▸ SELECTED EXTRACT
Her movie “Soeurs d’Armes”, or Sisters in Arms, is a realistic movie about a group of female Kurdish soldiers.
The French journalist, Caroline Forest, who used to work for the French magazine, Charlie Hebdo that was attacked during a Paris terror assault, has taken up filming.
The movie came out in Paris this fall and is coming to USA by the end of October 2019. It’s a thriller based on investigative journalism. The viewer is invited to follow a group of Kurdish female soldiers, who have been joined by some foreign volunteers. That ‘international brigade’ encompasses among others, one American, one German and two young French women, Kenza and Jaël, who arrived there to help their ‘sisters in arms” combat Daesh/Isis warriors.
Parallel to these scenes, filmed in beautiful desert landscapes, runs the story of a Yazidi young woman, Zara, who’s been captured and sold as a sex slave to an English Daesh warrior. After a nerve-wracking escape, she decides to join the Kurdish women force. If you want to learn more about these women, fleeing slavery in the hands of Daesh, I recommend the excellent book, written by an Iraqi journalist and poet, Dunya Mikhail, called ‘The Beekeeper of Sinjar’.

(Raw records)
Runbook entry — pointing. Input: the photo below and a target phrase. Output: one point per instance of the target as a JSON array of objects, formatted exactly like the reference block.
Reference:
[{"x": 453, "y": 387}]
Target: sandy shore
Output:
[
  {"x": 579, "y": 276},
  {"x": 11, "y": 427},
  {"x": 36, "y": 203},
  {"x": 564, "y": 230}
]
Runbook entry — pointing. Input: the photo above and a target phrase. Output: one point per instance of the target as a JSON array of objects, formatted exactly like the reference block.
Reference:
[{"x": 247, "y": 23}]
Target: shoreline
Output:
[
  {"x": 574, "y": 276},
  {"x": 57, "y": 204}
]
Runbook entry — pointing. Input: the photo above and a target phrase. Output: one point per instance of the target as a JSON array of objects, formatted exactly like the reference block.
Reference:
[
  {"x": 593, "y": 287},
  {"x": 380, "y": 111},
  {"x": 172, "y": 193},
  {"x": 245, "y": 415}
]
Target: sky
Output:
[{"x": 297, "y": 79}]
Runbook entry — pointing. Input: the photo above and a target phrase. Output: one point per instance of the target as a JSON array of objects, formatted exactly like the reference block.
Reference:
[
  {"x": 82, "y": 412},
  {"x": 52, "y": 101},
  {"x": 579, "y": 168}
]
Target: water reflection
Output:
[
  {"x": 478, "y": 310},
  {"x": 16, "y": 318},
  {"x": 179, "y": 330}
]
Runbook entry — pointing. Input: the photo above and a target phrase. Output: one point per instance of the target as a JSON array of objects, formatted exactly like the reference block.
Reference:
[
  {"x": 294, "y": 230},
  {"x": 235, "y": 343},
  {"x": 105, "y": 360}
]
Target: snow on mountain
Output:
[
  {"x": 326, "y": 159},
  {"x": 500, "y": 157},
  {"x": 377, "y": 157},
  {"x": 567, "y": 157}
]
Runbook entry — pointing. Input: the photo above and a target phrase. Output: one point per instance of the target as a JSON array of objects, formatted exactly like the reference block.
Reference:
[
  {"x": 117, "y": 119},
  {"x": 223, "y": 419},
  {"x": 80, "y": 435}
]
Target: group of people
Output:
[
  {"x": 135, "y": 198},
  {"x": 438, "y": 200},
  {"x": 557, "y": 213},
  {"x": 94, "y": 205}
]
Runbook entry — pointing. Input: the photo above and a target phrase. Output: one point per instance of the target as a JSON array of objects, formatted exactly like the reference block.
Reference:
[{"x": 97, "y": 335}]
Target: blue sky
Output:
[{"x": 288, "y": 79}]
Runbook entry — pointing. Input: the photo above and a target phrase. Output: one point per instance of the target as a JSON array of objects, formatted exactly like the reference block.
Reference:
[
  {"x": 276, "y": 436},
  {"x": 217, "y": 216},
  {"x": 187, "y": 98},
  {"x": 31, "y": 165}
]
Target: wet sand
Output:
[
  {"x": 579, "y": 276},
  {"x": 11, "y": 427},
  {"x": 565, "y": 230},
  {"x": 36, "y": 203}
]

▸ WRITTEN REQUEST 1
Revise the part of the film review that begins with the words containing "The French journalist, Caroline" and ends with "combat Daesh/Isis warriors.", replacing "thriller" with "war drama".
▸ WRITTEN REQUEST 2
Continue the review of the film about Kurdish women soldiers from the point where it stops.
The records play no part in the work that follows from here.

▸ EXERCISE OUTPUT 1
The French journalist, Caroline Forest, who used to work for the French magazine, Charlie Hebdo that was attacked during a Paris terror assault, has taken up filming.
The movie came out in Paris this fall and is coming to USA by the end of October 2019. It’s a war drama based on investigative journalism. The viewer is invited to follow a group of Kurdish female soldiers, who have been joined by some foreign volunteers. That ‘international brigade’ encompasses among others, one American, one German and two young French women, Kenza and Jaël, who arrived there to help their ‘sisters in arms” combat Daesh/Isis warriors.

▸ EXERCISE OUTPUT 2
Returning to our movie however: there is a dramatic combat scene of how these Kurdish and international women soldiers got one of our contemporary’s world’s most bloodthirsty terror groups to flee. It’s the same people whose perverted ideology is about terror, persecution and arbitrary executions that the Turkish army is currently letting out of jails and camps guarded by Kurds. The US army, by leaving the country, has let loose a monster that nobody knows how and where it will spread.
The future of the country now seems to be in the hands of its bloodthirsty dictator: Bashar al-Assad. The Cannes film festival awarded best documentary, ‘For Sama’, was filmed during the occupation of Aleppo. It shows the horrors of its long siege and attacks on civilians.
All Syrian hopes for freedom and democracy have been crushed by the atrocities committed by Assad on his own people on one hand, and Daesh and now the Turks on the other. Christians as well as Yazidis that haven’t been brutally murdered have fled and are filling up the already overcrowded camps.
Soeurs d’Armes isn’t a feminist movie per se but a true adventure film, with incredible war-scenes and fantastic views. The viewer discovers an enclave, in Kurdistan, in the otherwise so patriarchal Middle Eastern world. Here men and women fight side by side and Yazidies, Christians and Muslims live peacefully alongside each other.
It’s for this half-autonomous Kurdish state, now on the way of being extinguished, that these brigades have been fighting. The over 30 million Kurds, mostly Muslims, have regularly been submitted to genocides but have managed to survive despite that. It’s probably the world’s largest stateless population.
For how long will this massacre be permitted to continue without anybody trying to stop it? And what are their Muslim brothers and sisters from oil-rich countries doing to help them? Where is their sense of solidarity?
Anne Edelstam, Paris.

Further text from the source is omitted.